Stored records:

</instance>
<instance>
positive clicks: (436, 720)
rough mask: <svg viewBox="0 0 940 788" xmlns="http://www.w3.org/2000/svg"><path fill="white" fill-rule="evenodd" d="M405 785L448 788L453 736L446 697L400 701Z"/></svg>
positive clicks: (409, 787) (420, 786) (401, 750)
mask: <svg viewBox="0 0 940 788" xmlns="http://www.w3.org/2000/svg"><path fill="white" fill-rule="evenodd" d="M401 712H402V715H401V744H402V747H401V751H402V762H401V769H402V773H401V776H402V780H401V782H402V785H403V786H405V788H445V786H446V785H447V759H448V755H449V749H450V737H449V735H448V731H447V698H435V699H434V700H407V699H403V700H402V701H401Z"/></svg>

» **WHAT IS REQUIRED**
What's wanted is a faithful copy of each entry above.

» **OUTPUT**
</instance>
<instance>
positive clicks: (436, 720)
rough mask: <svg viewBox="0 0 940 788" xmlns="http://www.w3.org/2000/svg"><path fill="white" fill-rule="evenodd" d="M405 785L448 788L453 736L446 697L400 701Z"/></svg>
positive clicks: (409, 787) (420, 786) (401, 750)
mask: <svg viewBox="0 0 940 788" xmlns="http://www.w3.org/2000/svg"><path fill="white" fill-rule="evenodd" d="M401 712H402V715H401V744H402V747H401V751H402V762H401V769H402V773H401V776H402V780H401V782H402V785H403V786H405V788H445V786H446V785H447V759H448V755H449V749H450V737H449V735H448V731H447V698H435V699H434V700H407V699H403V700H402V701H401Z"/></svg>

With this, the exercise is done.